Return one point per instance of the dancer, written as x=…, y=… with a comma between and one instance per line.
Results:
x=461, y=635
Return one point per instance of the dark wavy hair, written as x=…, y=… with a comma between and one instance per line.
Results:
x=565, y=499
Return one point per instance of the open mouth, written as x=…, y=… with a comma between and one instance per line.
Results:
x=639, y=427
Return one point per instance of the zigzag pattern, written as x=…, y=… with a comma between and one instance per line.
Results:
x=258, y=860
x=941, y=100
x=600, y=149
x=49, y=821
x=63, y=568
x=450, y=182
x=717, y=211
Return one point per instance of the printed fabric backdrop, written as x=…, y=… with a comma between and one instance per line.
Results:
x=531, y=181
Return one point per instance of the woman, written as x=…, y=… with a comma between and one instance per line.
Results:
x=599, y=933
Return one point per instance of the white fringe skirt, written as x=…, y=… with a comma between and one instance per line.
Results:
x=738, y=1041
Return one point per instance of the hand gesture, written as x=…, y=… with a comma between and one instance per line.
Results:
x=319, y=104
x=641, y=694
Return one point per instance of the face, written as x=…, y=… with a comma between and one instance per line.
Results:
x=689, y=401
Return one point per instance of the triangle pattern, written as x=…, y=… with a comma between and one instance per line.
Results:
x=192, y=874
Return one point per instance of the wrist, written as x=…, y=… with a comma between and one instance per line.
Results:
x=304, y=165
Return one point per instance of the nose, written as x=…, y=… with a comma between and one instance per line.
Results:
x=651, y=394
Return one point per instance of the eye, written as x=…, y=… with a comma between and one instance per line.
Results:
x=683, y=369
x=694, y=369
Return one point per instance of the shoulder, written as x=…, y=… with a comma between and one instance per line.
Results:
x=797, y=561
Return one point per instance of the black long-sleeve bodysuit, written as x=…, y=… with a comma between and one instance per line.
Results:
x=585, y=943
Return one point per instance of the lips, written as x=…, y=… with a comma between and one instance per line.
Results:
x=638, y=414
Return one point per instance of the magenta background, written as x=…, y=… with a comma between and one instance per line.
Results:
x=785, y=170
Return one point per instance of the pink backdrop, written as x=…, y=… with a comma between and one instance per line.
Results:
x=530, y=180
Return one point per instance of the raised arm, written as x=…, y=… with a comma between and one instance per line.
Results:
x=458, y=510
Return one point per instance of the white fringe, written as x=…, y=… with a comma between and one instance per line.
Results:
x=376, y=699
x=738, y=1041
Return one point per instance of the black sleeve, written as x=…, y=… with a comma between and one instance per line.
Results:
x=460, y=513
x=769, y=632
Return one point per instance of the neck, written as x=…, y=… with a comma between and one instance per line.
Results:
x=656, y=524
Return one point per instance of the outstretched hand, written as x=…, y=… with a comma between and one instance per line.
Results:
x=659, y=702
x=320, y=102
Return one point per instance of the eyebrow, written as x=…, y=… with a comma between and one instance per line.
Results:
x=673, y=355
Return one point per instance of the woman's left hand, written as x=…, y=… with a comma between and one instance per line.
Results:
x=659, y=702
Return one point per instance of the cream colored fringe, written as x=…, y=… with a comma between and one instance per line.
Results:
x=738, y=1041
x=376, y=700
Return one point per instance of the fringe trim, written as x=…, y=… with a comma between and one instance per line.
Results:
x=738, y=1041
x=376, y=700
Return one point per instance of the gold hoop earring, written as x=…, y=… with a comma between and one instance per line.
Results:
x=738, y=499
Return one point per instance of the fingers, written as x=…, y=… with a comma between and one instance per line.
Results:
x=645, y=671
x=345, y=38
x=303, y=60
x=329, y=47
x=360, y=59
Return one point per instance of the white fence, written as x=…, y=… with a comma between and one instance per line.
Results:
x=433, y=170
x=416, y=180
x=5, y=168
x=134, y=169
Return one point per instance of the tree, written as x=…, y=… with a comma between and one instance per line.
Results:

● **AIM OF THE EXERCISE**:
Lay out every line of the entries above as a Markdown table, leaving out blank lines. Use two columns: "Row" for the row number and "Line" for the line itself.

● **TASK OUTPUT**:
| Row | Line |
|---|---|
| 1 | Return one point per instance of the dancer, written as x=…, y=… with a comma between and one instance per line. |
| 2 | Results: |
| 3 | x=461, y=635 |
| 4 | Return one point per instance of the dark wavy hair, written as x=…, y=… with a comma between and one instance per line. |
| 5 | Results: |
| 6 | x=565, y=499 |
| 7 | Return one point per instance of the open mouth, written as x=…, y=… with a comma between and one instance per line. |
| 8 | Results: |
| 9 | x=639, y=427 |
| 10 | Return one point per instance of the zigzag pattern, written as x=…, y=… with a comma between and one instance per line. |
| 11 | Results: |
| 12 | x=258, y=860 |
| 13 | x=941, y=100 |
| 14 | x=600, y=149 |
| 15 | x=49, y=821 |
| 16 | x=63, y=568 |
| 17 | x=450, y=182 |
| 18 | x=717, y=211 |
| 19 | Return one point per instance of the printed fabric backdrop, written as x=…, y=… with a comma between and one instance per line. |
| 20 | Results: |
| 21 | x=531, y=181 |
| 22 | Return one point per instance of the woman, written as x=…, y=… with a comma between and one instance per line. |
| 23 | Results: |
| 24 | x=599, y=933 |
| 25 | Return one point per instance of the white fringe skirt, written as x=…, y=… with a comma between and one instance per line. |
| 26 | Results: |
| 27 | x=738, y=1041 |
| 28 | Return one point per instance of the hand gesture, written as x=…, y=… with a comma between and one instance per line. |
| 29 | Results: |
| 30 | x=319, y=104 |
| 31 | x=641, y=694 |
| 32 | Return one point per instance of the face, written as x=…, y=… with a comma between and one instance per line. |
| 33 | Results: |
| 34 | x=689, y=401 |
| 35 | Return one point per instance of the triangle pattern, written as x=…, y=… with a comma between and one instance per line. |
| 36 | Results: |
| 37 | x=192, y=874 |
| 38 | Return one point per instance of the wrist, written as x=…, y=… with a comma between and one instance per line. |
| 39 | Results: |
| 40 | x=304, y=165 |
| 41 | Return one point per instance of the nose, written as x=…, y=… with a comma between and one instance per line. |
| 42 | Results: |
| 43 | x=651, y=394 |
| 44 | Return one point per instance of the eye, written as x=…, y=… with a comma between and one instance per line. |
| 45 | Results: |
| 46 | x=683, y=369 |
| 47 | x=694, y=369 |
| 48 | Return one point per instance of the shoulder, written as x=…, y=… with a comma between and one instance per line. |
| 49 | Results: |
| 50 | x=797, y=561 |
| 51 | Return one point per instance of the black long-sleeve bodysuit, written as x=…, y=… with a comma between and one instance per line. |
| 52 | Results: |
| 53 | x=585, y=943 |
| 54 | Return one point per instance of the lips, written as x=…, y=… with a comma between and one instance per line. |
| 55 | Results: |
| 56 | x=638, y=414 |
| 57 | Return one point per instance of the magenta background, written as x=…, y=… with a comma between and one instance per line. |
| 58 | Results: |
| 59 | x=785, y=170 |
| 60 | Return one point per instance of the pink backdrop, written as x=…, y=… with a comma between and one instance per line. |
| 61 | Results: |
| 62 | x=530, y=180 |
| 63 | Return one point per instance of the raised arm, written as x=…, y=… with a comma between and one instance per line. |
| 64 | Results: |
| 65 | x=458, y=510 |
| 66 | Return one point per instance of the white fringe, written as x=…, y=… with a comma between and one instance per line. |
| 67 | Results: |
| 68 | x=376, y=699 |
| 69 | x=738, y=1041 |
| 70 | Return one point per instance of the black sleeve, written as x=…, y=… with a comma between and one instance per line. |
| 71 | Results: |
| 72 | x=460, y=513 |
| 73 | x=769, y=632 |
| 74 | Return one point per instance of the neck, written as x=…, y=… with a comma between and one instance per line. |
| 75 | Results: |
| 76 | x=656, y=524 |
| 77 | Return one point per instance of the outstretched hand, written as x=…, y=… with a comma between and one instance per line. |
| 78 | Results: |
| 79 | x=659, y=702 |
| 80 | x=320, y=102 |
| 81 | Return one point per instance of the eyebrow, written as x=…, y=… with a comma between and one instance per line. |
| 82 | Results: |
| 83 | x=673, y=355 |
| 84 | Return one point per instance of the woman's left hand, written as x=…, y=… with a comma between and one instance per line. |
| 85 | Results: |
| 86 | x=659, y=702 |
| 87 | Return one point per instance of the cream colored fringe, written as x=…, y=… with a comma between and one instance per line. |
| 88 | Results: |
| 89 | x=738, y=1041 |
| 90 | x=376, y=700 |
| 91 | Return one point per instance of the fringe trim, written as x=…, y=… with a comma between and one instance per line. |
| 92 | Results: |
| 93 | x=738, y=1041 |
| 94 | x=376, y=700 |
| 95 | Return one point per instance of the gold hoop earring, written as x=…, y=… with a comma between and one instance per line. |
| 96 | Results: |
| 97 | x=738, y=499 |
| 98 | Return one point per instance of the fingers, written as x=…, y=… with a comma between and one instance per line. |
| 99 | Results: |
| 100 | x=645, y=671 |
| 101 | x=345, y=38 |
| 102 | x=303, y=60 |
| 103 | x=329, y=47 |
| 104 | x=360, y=59 |
| 105 | Return one point per instance of the white fence, written as x=…, y=… with a comma between and one instance per line. |
| 106 | Results: |
| 107 | x=433, y=170 |
| 108 | x=416, y=180 |
| 109 | x=5, y=168 |
| 110 | x=134, y=169 |
| 111 | Return one point per instance of the tree, written as x=…, y=… with a comma between and one instance per line. |
| 112 | Results: |